**Exercise prompt**
Rewrite the lines below as a numbered list, leaving out any blank lines.
** Begin Provided information **
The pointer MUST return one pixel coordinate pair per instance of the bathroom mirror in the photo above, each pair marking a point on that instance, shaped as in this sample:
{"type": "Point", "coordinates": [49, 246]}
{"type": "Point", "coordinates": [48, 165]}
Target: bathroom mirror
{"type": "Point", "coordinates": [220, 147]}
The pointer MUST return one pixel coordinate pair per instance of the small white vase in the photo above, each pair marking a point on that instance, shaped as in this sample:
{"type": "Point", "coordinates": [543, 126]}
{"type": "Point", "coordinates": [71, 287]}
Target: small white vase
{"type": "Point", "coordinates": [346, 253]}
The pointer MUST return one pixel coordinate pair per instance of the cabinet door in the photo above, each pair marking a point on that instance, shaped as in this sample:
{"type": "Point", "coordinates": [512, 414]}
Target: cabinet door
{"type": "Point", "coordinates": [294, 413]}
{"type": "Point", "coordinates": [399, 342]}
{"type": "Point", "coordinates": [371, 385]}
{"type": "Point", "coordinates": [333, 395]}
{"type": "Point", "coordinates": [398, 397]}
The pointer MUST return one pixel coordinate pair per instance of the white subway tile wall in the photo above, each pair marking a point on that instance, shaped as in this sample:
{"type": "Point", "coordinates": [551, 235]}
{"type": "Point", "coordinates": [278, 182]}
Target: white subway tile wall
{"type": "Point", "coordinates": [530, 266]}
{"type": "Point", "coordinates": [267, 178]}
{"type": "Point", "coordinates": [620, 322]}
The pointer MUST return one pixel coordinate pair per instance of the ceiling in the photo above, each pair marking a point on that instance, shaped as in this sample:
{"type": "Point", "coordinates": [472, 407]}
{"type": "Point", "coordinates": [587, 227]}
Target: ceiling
** End Provided information **
**Correct output**
1. The pointer MUST return one pixel coordinate pair per instance of the bathroom mirror in the photo above, each pair marking a point on that instance, shaped as in this sample:
2. {"type": "Point", "coordinates": [49, 246]}
3. {"type": "Point", "coordinates": [48, 165]}
4. Target: bathroom mirror
5. {"type": "Point", "coordinates": [220, 147]}
6. The pointer MUST return one pixel coordinate pair per instance of the small white vase in the photo above, each pair marking a point on that instance, shaped as in this sample:
7. {"type": "Point", "coordinates": [543, 126]}
8. {"type": "Point", "coordinates": [71, 287]}
9. Target: small white vase
10. {"type": "Point", "coordinates": [346, 253]}
11. The pointer MUST return one pixel coordinate pair per instance of the cabinet door in the photo above, each pair marking a point on that instance, shaped as in this sample:
12. {"type": "Point", "coordinates": [512, 414]}
13. Target: cabinet door
14. {"type": "Point", "coordinates": [294, 413]}
15. {"type": "Point", "coordinates": [399, 342]}
16. {"type": "Point", "coordinates": [371, 385]}
17. {"type": "Point", "coordinates": [333, 395]}
18. {"type": "Point", "coordinates": [398, 397]}
19. The pointer MUST return one pixel coordinate pair per instance of the white subway tile wall in the photo above, each pair marking a point on that instance, shaped as in this sample:
20. {"type": "Point", "coordinates": [551, 235]}
21. {"type": "Point", "coordinates": [278, 182]}
22. Target: white subway tile wall
23. {"type": "Point", "coordinates": [530, 266]}
24. {"type": "Point", "coordinates": [267, 178]}
25. {"type": "Point", "coordinates": [620, 322]}
26. The pointer MUST return one pixel coordinate pair per instance of the ceiling in the photo above, each pair marking a point on that instance, shaped as in this sample:
27. {"type": "Point", "coordinates": [472, 407]}
28. {"type": "Point", "coordinates": [587, 227]}
29. Target: ceiling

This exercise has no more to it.